Objectives —
1 - For the forum introduction post below, decide whether each statement agrees with it: (a) the cat is two years old; (b) the writer's two sisters love the cat as much as the writer does; (c) the dog Boyzee was a boxer. Answer yes or no for each, and quote the words of the post that decide it.
2 - Turn the paragraph of the forum introduction post that begins "Hello everyone." into a brief list that keeps its main facts.

--- Begin Selection ---

# Hi, my name is Jack..



## CatLoverJack (Nov 15, 2006)

Hello everyone. My name is jack, Im 16 Years old. [Yes im a pet lover] I live in the UK and have 1 cat, [I want more but my mum wont let me.. ] but when i move out i will of course buy another so the cat i have now wont be too lonely when i go to work . 

Well enough about me, I will introduce you to my cat! 
My cat is black and white, and its a her. She is 2 Years old and i love her to bits. 

I have 2 sisters but they don't love her as much as i do.. I would post some pics of her but im new to this forum and im not too sure how to add attachments.. Unless some one can help me? 

So anyway back to my cat, Ellie. She used to be well funny with my dog, they used to play together. He was a boxer named Boyzee.. But he had to be put down because.. well.. I dont want to say because i'll get all emotional about it..

--- End Selection ---
--- Begin Information shown ---

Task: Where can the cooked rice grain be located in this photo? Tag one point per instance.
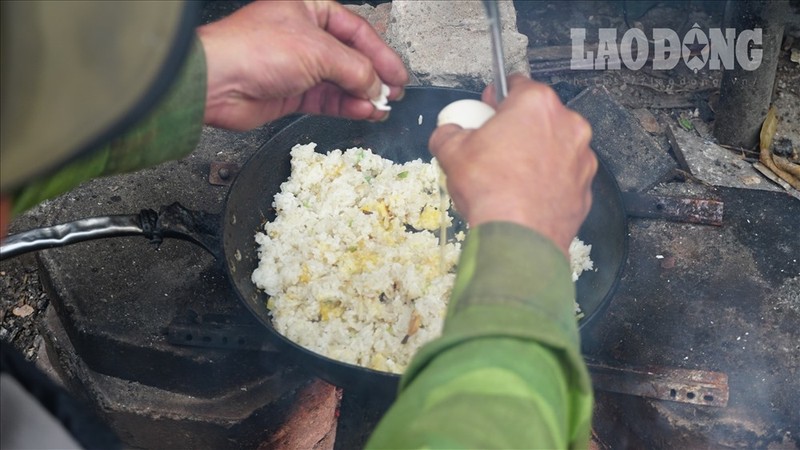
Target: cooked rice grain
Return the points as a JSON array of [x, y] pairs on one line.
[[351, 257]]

--- End Information shown ---

Final answers —
1 -
(a) Yes: "She is 2 Years old"
(b) No: "I have 2 sisters but they don't love her as much as i do.."
(c) Yes: "He was a boxer named Boyzee.."

2 -
- The writer's name is Jack, and Jack is 16 years old.
- Jack is a pet lover.
- Jack lives in the UK.
- Jack has one cat and wants more, but Jack's mum will not allow it.
- After moving out, Jack plans to buy another cat so the current one will not be lonely while Jack is at work.